Records contained in a dataset:
□ □ □ □ □

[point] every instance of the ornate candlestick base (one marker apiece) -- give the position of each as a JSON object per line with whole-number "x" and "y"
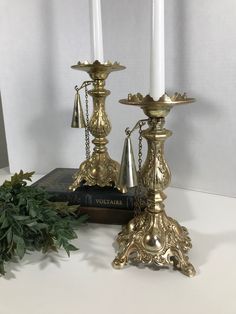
{"x": 99, "y": 169}
{"x": 152, "y": 237}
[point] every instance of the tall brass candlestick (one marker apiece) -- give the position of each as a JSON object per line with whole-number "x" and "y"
{"x": 99, "y": 169}
{"x": 152, "y": 237}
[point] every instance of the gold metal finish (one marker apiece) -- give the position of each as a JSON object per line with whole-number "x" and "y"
{"x": 99, "y": 169}
{"x": 152, "y": 237}
{"x": 127, "y": 177}
{"x": 78, "y": 120}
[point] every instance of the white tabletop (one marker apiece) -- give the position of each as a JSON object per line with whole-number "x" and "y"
{"x": 87, "y": 283}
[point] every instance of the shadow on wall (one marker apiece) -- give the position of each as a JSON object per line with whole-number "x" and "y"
{"x": 3, "y": 143}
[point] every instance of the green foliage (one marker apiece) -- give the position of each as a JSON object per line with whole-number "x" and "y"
{"x": 29, "y": 221}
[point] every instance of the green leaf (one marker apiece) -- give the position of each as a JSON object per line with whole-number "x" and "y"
{"x": 29, "y": 221}
{"x": 20, "y": 247}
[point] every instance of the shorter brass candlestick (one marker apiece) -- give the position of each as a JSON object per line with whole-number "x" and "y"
{"x": 152, "y": 237}
{"x": 99, "y": 169}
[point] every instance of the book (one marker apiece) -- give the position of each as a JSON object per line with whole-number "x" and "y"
{"x": 102, "y": 204}
{"x": 57, "y": 183}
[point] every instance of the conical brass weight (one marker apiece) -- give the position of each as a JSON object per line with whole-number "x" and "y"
{"x": 99, "y": 169}
{"x": 153, "y": 238}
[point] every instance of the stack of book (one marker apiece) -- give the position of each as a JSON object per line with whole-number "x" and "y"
{"x": 103, "y": 205}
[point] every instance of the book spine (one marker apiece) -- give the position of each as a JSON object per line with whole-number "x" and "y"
{"x": 119, "y": 201}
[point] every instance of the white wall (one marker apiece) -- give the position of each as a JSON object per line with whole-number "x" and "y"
{"x": 3, "y": 144}
{"x": 40, "y": 39}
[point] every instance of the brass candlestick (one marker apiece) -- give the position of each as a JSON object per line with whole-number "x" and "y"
{"x": 99, "y": 169}
{"x": 152, "y": 237}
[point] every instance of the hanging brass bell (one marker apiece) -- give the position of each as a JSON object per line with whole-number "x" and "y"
{"x": 78, "y": 120}
{"x": 127, "y": 176}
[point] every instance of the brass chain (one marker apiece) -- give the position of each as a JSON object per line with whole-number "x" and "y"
{"x": 87, "y": 134}
{"x": 138, "y": 202}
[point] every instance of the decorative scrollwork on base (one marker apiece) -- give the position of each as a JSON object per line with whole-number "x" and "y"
{"x": 99, "y": 170}
{"x": 154, "y": 239}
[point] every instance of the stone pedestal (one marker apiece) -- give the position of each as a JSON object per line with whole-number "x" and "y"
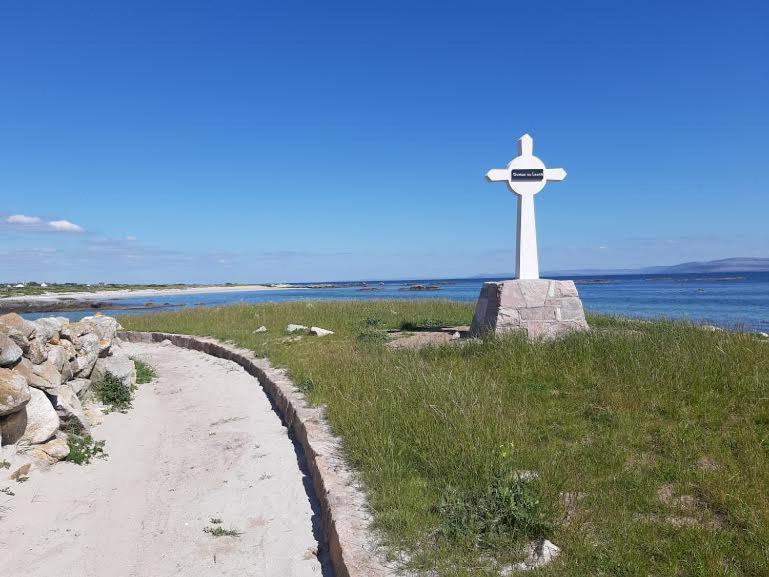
{"x": 543, "y": 309}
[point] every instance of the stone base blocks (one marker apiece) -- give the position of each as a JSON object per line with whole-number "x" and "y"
{"x": 543, "y": 309}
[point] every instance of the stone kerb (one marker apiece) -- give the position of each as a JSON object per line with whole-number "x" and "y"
{"x": 345, "y": 518}
{"x": 542, "y": 309}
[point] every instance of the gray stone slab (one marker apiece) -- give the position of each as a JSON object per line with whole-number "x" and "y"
{"x": 542, "y": 309}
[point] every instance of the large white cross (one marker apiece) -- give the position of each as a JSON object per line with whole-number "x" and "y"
{"x": 526, "y": 175}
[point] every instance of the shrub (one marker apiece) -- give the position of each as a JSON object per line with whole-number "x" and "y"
{"x": 144, "y": 372}
{"x": 113, "y": 392}
{"x": 509, "y": 505}
{"x": 83, "y": 448}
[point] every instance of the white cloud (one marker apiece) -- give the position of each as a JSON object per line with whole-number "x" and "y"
{"x": 22, "y": 219}
{"x": 64, "y": 226}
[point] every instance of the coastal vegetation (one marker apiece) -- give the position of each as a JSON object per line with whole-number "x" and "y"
{"x": 641, "y": 448}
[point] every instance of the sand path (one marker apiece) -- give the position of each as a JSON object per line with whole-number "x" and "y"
{"x": 201, "y": 442}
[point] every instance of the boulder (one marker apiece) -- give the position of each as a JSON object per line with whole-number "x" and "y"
{"x": 14, "y": 391}
{"x": 50, "y": 375}
{"x": 17, "y": 337}
{"x": 37, "y": 351}
{"x": 14, "y": 321}
{"x": 88, "y": 351}
{"x": 24, "y": 367}
{"x": 47, "y": 329}
{"x": 35, "y": 423}
{"x": 10, "y": 352}
{"x": 80, "y": 386}
{"x": 69, "y": 409}
{"x": 319, "y": 332}
{"x": 53, "y": 451}
{"x": 118, "y": 365}
{"x": 57, "y": 355}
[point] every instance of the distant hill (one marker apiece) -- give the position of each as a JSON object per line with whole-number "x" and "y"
{"x": 736, "y": 264}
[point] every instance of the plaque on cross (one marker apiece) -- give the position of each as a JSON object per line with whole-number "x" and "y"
{"x": 526, "y": 175}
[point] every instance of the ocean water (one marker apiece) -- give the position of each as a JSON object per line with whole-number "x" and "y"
{"x": 729, "y": 300}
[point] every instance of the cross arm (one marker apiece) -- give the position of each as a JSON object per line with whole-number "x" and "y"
{"x": 498, "y": 174}
{"x": 555, "y": 174}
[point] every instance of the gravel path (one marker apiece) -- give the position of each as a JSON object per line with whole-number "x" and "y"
{"x": 201, "y": 442}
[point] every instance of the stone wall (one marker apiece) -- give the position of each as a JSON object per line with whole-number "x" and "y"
{"x": 46, "y": 368}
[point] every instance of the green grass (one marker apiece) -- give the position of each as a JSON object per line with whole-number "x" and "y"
{"x": 82, "y": 447}
{"x": 144, "y": 372}
{"x": 113, "y": 392}
{"x": 221, "y": 532}
{"x": 651, "y": 439}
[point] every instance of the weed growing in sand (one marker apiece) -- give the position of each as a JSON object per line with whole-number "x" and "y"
{"x": 221, "y": 532}
{"x": 114, "y": 393}
{"x": 83, "y": 448}
{"x": 145, "y": 373}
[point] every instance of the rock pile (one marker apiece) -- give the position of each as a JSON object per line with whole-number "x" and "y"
{"x": 46, "y": 370}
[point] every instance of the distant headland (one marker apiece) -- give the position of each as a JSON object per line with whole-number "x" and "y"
{"x": 734, "y": 264}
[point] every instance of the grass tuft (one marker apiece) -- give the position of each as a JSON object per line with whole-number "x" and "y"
{"x": 145, "y": 373}
{"x": 221, "y": 532}
{"x": 113, "y": 392}
{"x": 609, "y": 421}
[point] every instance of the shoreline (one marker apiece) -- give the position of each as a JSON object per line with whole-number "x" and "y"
{"x": 83, "y": 300}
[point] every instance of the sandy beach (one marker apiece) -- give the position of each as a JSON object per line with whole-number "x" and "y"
{"x": 128, "y": 293}
{"x": 201, "y": 442}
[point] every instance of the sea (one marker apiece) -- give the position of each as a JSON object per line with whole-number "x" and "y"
{"x": 729, "y": 300}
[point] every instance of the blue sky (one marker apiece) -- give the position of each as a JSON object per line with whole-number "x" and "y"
{"x": 269, "y": 141}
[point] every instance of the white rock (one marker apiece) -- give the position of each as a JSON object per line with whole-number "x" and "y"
{"x": 35, "y": 423}
{"x": 57, "y": 355}
{"x": 87, "y": 343}
{"x": 10, "y": 352}
{"x": 319, "y": 332}
{"x": 50, "y": 375}
{"x": 120, "y": 366}
{"x": 53, "y": 451}
{"x": 69, "y": 408}
{"x": 37, "y": 351}
{"x": 14, "y": 391}
{"x": 80, "y": 386}
{"x": 538, "y": 554}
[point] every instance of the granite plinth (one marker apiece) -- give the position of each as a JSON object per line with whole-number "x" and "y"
{"x": 543, "y": 309}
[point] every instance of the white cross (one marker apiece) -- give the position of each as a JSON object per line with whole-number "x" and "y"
{"x": 526, "y": 175}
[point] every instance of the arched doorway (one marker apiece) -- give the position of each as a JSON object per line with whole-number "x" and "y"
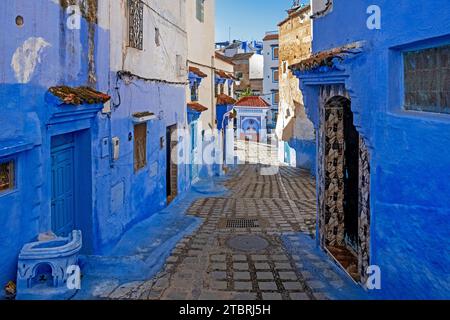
{"x": 344, "y": 178}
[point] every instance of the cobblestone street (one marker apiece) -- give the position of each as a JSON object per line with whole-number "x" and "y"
{"x": 222, "y": 259}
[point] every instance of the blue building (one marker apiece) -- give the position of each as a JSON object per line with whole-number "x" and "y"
{"x": 376, "y": 88}
{"x": 88, "y": 124}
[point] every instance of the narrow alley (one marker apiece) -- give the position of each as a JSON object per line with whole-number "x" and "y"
{"x": 239, "y": 250}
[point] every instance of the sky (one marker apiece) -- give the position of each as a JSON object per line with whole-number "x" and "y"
{"x": 249, "y": 19}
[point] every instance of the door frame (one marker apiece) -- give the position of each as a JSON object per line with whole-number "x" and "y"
{"x": 171, "y": 166}
{"x": 334, "y": 233}
{"x": 83, "y": 184}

□ □ □ □ □

> [Task statement] You are asked to reproduce word for word the line containing "[point] every instance of the narrow" and every subsequent line through the end of the entries.

> [The answer]
[point] every instance of the narrow alley (one marker apiece) -- give the position of each as a JSON object per line with whole-number "x" and "y"
{"x": 239, "y": 250}
[point] every instance of the sky (one marker apiece) -- give the position of each as a JSON object per line with whole-number "x" and "y"
{"x": 249, "y": 19}
[point] every instance of the door frame (one marker apiece) -- give the position of each as a JSON object per line with whole-number "x" and "y"
{"x": 171, "y": 166}
{"x": 334, "y": 233}
{"x": 83, "y": 184}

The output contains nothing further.